*SHORT EXERCISE:* Turn the lines of the records below into a numbered list, starting at the line with "Note to the class: point at the smaller" and ending with the line with "<point>462,107</point>", both included. Leave out any blank lines.

(Image point annotation entries)
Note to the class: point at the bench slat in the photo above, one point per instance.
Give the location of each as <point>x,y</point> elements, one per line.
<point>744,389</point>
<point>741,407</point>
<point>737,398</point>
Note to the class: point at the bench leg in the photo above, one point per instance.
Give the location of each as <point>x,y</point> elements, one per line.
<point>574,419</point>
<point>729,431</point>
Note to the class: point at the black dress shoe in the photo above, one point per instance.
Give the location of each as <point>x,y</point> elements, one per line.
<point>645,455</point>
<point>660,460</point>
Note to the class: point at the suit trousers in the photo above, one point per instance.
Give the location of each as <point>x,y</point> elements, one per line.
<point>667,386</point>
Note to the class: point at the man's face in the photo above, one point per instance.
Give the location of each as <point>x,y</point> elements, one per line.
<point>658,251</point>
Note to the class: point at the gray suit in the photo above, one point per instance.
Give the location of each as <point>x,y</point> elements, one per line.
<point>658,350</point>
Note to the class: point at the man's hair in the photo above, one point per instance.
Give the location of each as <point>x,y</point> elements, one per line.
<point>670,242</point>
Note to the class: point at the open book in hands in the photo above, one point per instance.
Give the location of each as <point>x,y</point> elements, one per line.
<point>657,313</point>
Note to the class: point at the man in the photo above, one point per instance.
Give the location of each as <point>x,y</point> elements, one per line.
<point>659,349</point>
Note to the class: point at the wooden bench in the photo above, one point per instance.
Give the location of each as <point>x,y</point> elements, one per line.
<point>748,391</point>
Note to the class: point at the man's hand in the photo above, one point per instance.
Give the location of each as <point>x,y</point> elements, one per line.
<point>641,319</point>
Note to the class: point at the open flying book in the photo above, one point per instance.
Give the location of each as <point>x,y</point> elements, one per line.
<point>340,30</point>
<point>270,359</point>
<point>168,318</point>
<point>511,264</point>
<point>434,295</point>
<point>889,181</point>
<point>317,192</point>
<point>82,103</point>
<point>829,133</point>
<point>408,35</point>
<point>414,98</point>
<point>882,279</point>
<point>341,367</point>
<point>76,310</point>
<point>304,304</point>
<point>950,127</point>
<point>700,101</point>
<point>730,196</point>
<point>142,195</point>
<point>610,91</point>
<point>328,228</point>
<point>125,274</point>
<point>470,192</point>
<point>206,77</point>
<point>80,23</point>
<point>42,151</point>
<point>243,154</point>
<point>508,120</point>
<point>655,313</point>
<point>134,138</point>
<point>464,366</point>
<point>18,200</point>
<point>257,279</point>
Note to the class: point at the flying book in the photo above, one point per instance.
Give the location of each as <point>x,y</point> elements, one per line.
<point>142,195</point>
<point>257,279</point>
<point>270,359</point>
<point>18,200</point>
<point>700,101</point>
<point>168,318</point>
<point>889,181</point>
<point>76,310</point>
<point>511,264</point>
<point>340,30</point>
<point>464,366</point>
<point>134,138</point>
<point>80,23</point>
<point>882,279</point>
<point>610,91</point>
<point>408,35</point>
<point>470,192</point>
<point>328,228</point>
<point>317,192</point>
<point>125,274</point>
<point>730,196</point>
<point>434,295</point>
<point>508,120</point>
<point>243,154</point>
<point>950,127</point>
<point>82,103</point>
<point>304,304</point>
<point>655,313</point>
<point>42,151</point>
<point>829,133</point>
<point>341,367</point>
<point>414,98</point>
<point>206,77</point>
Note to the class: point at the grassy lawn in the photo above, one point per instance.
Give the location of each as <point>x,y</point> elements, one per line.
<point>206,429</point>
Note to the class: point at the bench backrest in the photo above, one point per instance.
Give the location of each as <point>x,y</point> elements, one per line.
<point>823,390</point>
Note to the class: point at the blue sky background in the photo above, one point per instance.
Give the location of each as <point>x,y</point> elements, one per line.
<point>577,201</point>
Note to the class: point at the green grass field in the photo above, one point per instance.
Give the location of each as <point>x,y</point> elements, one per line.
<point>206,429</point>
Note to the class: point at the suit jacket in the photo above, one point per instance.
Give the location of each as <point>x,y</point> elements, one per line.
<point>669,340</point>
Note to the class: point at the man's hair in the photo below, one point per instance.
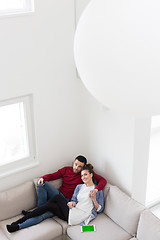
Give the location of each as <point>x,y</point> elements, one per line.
<point>81,159</point>
<point>89,167</point>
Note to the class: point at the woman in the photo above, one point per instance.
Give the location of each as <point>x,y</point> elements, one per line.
<point>83,207</point>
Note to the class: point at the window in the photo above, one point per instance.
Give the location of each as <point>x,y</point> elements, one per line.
<point>8,7</point>
<point>17,136</point>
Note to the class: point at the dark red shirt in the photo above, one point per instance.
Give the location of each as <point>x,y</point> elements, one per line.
<point>71,180</point>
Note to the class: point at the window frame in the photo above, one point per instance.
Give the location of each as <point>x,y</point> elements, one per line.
<point>27,162</point>
<point>29,9</point>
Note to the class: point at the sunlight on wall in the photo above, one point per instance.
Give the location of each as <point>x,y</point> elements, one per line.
<point>153,180</point>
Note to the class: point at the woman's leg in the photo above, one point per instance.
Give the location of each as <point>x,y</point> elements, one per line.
<point>57,206</point>
<point>35,220</point>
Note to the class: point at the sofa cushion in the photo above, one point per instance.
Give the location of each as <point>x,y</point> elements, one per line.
<point>14,200</point>
<point>63,223</point>
<point>106,229</point>
<point>48,230</point>
<point>2,236</point>
<point>148,227</point>
<point>123,210</point>
<point>56,183</point>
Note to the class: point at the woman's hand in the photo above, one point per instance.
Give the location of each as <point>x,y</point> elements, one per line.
<point>41,181</point>
<point>71,204</point>
<point>92,194</point>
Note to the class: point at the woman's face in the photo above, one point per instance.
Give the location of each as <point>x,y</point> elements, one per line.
<point>86,176</point>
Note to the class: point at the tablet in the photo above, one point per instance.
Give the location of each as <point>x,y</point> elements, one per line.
<point>89,228</point>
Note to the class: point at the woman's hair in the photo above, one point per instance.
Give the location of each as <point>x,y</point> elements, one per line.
<point>89,167</point>
<point>81,159</point>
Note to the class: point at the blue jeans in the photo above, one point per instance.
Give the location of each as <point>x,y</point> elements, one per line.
<point>45,192</point>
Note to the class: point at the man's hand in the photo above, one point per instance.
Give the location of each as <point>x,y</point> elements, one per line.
<point>71,204</point>
<point>93,193</point>
<point>41,181</point>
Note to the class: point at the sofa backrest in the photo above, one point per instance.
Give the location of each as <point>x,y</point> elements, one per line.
<point>123,210</point>
<point>14,200</point>
<point>148,227</point>
<point>56,183</point>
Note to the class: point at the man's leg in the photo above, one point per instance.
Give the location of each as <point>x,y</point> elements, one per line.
<point>45,192</point>
<point>35,220</point>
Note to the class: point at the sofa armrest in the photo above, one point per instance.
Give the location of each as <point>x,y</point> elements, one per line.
<point>14,200</point>
<point>123,210</point>
<point>2,236</point>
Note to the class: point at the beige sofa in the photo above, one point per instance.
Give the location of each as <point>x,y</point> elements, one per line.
<point>122,219</point>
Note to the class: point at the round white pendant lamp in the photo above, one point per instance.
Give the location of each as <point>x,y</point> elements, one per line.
<point>117,54</point>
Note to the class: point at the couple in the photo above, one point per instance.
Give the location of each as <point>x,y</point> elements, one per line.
<point>81,208</point>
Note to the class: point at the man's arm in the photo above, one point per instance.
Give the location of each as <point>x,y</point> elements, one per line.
<point>101,182</point>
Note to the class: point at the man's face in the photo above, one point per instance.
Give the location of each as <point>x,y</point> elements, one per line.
<point>77,166</point>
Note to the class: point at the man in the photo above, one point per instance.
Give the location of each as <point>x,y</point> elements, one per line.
<point>71,178</point>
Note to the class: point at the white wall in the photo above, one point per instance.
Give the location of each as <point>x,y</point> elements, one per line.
<point>36,57</point>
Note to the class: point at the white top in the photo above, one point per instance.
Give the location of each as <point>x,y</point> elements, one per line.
<point>83,209</point>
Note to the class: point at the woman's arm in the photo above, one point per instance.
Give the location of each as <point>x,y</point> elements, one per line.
<point>98,200</point>
<point>101,182</point>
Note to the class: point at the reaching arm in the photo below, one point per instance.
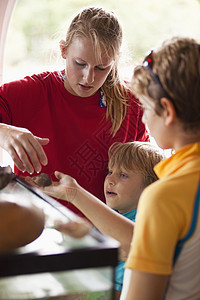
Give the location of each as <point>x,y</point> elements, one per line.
<point>104,218</point>
<point>24,148</point>
<point>142,285</point>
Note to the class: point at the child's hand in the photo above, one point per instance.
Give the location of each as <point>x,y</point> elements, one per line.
<point>76,229</point>
<point>65,188</point>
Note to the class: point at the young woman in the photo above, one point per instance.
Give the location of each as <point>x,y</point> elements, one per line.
<point>66,120</point>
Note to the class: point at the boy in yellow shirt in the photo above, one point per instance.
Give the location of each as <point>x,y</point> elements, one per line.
<point>164,260</point>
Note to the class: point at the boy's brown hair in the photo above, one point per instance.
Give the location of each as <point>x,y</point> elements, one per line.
<point>136,156</point>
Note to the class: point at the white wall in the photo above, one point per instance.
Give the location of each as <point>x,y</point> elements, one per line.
<point>6,10</point>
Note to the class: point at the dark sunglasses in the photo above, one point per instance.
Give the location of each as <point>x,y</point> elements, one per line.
<point>148,65</point>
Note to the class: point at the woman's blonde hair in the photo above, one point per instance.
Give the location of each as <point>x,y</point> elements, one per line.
<point>104,30</point>
<point>136,156</point>
<point>177,65</point>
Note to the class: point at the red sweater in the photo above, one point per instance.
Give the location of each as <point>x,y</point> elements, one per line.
<point>78,131</point>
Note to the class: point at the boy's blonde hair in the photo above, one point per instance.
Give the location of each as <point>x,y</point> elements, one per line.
<point>177,65</point>
<point>136,156</point>
<point>105,32</point>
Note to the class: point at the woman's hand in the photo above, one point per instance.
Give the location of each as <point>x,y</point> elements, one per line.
<point>24,148</point>
<point>65,188</point>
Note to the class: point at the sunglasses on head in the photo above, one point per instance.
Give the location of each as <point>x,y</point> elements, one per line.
<point>148,65</point>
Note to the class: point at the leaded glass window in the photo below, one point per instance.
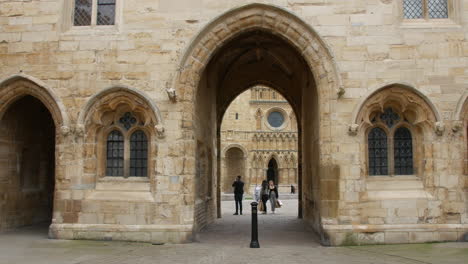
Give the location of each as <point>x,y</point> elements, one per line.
<point>275,119</point>
<point>413,9</point>
<point>82,13</point>
<point>403,151</point>
<point>115,154</point>
<point>437,8</point>
<point>378,152</point>
<point>94,12</point>
<point>106,12</point>
<point>138,154</point>
<point>425,9</point>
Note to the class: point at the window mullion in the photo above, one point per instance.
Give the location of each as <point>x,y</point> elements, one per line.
<point>94,13</point>
<point>425,9</point>
<point>390,158</point>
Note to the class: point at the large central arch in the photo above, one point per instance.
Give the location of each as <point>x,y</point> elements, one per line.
<point>250,45</point>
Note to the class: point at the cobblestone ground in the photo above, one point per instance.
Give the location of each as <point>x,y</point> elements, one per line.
<point>283,239</point>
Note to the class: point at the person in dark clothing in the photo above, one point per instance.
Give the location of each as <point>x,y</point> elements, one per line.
<point>238,193</point>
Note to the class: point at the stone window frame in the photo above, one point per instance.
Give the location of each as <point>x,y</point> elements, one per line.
<point>96,119</point>
<point>420,112</point>
<point>390,132</point>
<point>453,20</point>
<point>285,116</point>
<point>68,26</point>
<point>102,149</point>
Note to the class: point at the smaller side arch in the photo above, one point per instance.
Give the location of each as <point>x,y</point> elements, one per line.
<point>402,96</point>
<point>230,146</point>
<point>404,86</point>
<point>93,102</point>
<point>19,85</point>
<point>462,107</point>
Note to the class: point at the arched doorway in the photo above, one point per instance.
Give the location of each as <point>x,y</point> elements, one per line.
<point>261,44</point>
<point>272,171</point>
<point>235,165</point>
<point>27,164</point>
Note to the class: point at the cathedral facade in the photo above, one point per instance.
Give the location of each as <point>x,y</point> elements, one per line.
<point>111,115</point>
<point>259,141</point>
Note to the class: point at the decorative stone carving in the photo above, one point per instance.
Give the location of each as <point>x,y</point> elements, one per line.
<point>353,129</point>
<point>171,93</point>
<point>80,130</point>
<point>341,92</point>
<point>409,105</point>
<point>457,126</point>
<point>65,130</point>
<point>439,128</point>
<point>160,130</point>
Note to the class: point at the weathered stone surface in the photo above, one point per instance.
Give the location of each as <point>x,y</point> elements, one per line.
<point>310,53</point>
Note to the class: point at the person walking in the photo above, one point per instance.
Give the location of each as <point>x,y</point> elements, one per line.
<point>238,193</point>
<point>264,193</point>
<point>273,195</point>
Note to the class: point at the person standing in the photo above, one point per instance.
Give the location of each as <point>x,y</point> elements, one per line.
<point>238,193</point>
<point>264,193</point>
<point>273,195</point>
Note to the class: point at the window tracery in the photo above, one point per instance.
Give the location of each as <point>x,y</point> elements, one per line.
<point>425,9</point>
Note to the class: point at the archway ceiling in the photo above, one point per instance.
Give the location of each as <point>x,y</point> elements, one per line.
<point>258,57</point>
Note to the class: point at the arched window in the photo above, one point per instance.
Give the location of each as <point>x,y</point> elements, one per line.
<point>115,154</point>
<point>378,161</point>
<point>425,9</point>
<point>403,151</point>
<point>390,145</point>
<point>94,12</point>
<point>127,148</point>
<point>138,154</point>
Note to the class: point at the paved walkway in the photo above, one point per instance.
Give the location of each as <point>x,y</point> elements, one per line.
<point>283,239</point>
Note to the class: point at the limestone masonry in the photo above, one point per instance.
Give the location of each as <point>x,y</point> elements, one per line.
<point>111,115</point>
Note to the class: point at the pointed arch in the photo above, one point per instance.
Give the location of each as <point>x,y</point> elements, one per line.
<point>230,146</point>
<point>245,18</point>
<point>412,104</point>
<point>20,85</point>
<point>94,101</point>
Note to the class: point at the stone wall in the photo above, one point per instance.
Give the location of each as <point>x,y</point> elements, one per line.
<point>333,57</point>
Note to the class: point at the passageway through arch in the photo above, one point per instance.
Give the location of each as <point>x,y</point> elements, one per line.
<point>27,164</point>
<point>252,58</point>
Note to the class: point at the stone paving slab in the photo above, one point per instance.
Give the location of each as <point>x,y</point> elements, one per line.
<point>283,239</point>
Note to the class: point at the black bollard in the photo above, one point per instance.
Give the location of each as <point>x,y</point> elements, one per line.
<point>254,242</point>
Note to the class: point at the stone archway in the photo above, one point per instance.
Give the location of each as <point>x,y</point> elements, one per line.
<point>33,123</point>
<point>235,165</point>
<point>286,54</point>
<point>272,171</point>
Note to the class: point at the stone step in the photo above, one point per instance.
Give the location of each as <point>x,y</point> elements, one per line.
<point>398,194</point>
<point>394,185</point>
<point>230,197</point>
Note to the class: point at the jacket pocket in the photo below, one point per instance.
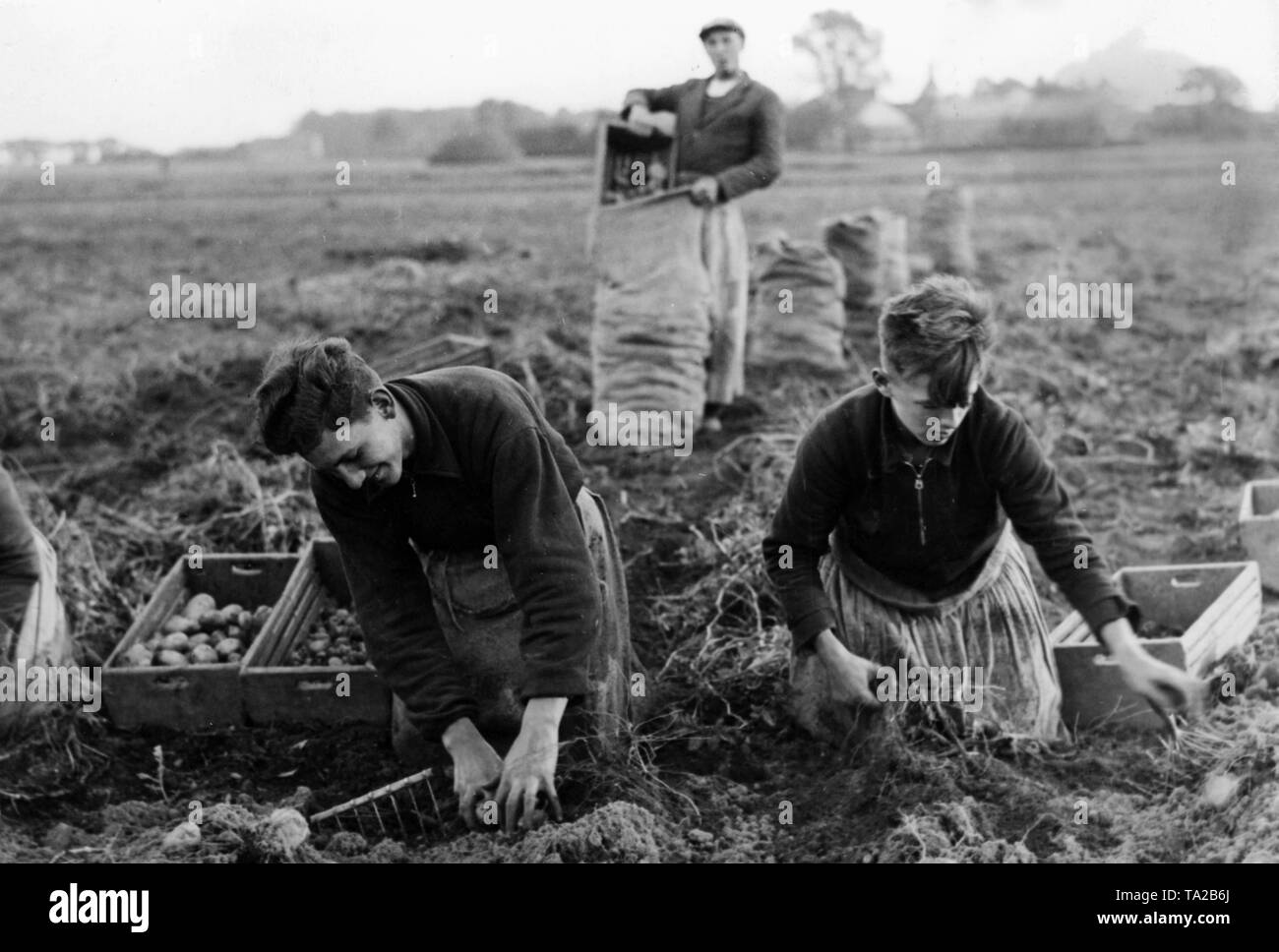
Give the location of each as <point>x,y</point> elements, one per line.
<point>467,587</point>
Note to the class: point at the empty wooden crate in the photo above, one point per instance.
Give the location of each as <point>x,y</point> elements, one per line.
<point>1215,606</point>
<point>1258,528</point>
<point>277,691</point>
<point>193,696</point>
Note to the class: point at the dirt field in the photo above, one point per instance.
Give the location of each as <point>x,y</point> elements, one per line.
<point>154,452</point>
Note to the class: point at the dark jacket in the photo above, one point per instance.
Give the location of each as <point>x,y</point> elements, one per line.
<point>20,563</point>
<point>736,138</point>
<point>486,469</point>
<point>849,479</point>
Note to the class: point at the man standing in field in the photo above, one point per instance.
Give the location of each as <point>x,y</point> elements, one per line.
<point>729,132</point>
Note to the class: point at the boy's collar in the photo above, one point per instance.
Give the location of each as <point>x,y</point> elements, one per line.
<point>433,455</point>
<point>894,440</point>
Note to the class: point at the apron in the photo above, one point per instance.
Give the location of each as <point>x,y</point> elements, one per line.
<point>482,624</point>
<point>45,635</point>
<point>994,630</point>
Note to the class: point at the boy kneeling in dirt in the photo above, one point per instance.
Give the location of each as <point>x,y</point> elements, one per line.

*PROBLEM SOLUTION:*
1. Note to the class: point at the smaller side arch in the photo above, one point per instance.
2. Give the location of each as <point>x,y</point> elements, one per line.
3. <point>402,96</point>
4. <point>230,146</point>
5. <point>404,86</point>
6. <point>93,102</point>
7. <point>19,85</point>
8. <point>462,107</point>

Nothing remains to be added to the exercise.